**Short task**
Pull out the lines from the one containing "Where can you find the bench" to the one containing "point(196, 230)", including both, and repeat them unchanged.

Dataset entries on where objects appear
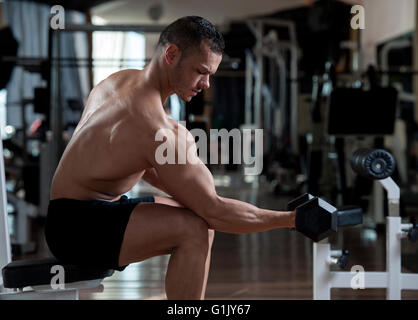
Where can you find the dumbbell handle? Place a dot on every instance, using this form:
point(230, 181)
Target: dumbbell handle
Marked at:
point(350, 216)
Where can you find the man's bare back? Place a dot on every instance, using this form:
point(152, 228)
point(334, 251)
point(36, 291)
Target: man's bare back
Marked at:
point(105, 156)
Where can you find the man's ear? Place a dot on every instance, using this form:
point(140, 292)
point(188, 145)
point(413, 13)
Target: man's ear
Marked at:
point(172, 54)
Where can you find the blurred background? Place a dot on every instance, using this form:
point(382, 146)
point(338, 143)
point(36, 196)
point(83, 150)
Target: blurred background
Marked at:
point(320, 79)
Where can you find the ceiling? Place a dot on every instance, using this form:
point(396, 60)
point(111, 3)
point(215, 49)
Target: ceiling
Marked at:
point(217, 11)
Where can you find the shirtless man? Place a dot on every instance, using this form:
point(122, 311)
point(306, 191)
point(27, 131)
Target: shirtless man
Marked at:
point(114, 146)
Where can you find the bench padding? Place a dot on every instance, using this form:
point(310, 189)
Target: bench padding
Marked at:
point(24, 273)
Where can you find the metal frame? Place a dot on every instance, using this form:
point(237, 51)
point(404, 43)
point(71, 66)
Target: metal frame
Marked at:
point(393, 279)
point(274, 51)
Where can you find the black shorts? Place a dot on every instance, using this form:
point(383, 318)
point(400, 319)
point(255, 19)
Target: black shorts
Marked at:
point(89, 232)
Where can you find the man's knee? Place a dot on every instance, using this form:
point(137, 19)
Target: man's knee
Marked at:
point(196, 230)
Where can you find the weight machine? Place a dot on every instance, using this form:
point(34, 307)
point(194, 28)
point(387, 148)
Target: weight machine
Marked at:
point(378, 165)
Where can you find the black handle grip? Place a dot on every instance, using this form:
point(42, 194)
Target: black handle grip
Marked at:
point(373, 164)
point(349, 216)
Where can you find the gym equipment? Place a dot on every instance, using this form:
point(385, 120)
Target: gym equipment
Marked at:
point(317, 219)
point(365, 162)
point(38, 274)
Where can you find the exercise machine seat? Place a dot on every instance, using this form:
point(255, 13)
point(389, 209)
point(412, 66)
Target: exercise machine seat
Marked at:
point(24, 273)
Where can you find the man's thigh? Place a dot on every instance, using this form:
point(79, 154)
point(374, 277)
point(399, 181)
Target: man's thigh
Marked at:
point(168, 201)
point(156, 229)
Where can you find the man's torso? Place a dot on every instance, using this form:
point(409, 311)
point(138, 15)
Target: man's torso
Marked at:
point(106, 154)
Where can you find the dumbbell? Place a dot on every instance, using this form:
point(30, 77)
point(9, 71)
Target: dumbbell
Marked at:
point(317, 219)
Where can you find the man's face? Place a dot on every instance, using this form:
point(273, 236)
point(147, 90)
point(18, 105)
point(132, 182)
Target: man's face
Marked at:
point(191, 74)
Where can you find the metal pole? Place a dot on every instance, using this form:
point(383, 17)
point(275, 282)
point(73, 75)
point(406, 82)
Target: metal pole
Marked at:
point(5, 251)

**Result for this task**
Where can you find the bench padding? Place a dot on every instance, using this form:
point(310, 189)
Target: bench padding
Marked at:
point(24, 273)
Where can you find the metal frame? Place a dot on every instance, using this form:
point(237, 51)
point(404, 43)
point(71, 66)
Target: metal frame
Marked at:
point(393, 279)
point(274, 51)
Where can you find the black shorts? Place a dot on every instance, using this form:
point(383, 318)
point(400, 319)
point(255, 19)
Target: black shorts
Marked at:
point(89, 232)
Where can you find the man's knee? Place a dot on every instance, using this form:
point(137, 19)
Target: man's knee
Marked at:
point(196, 230)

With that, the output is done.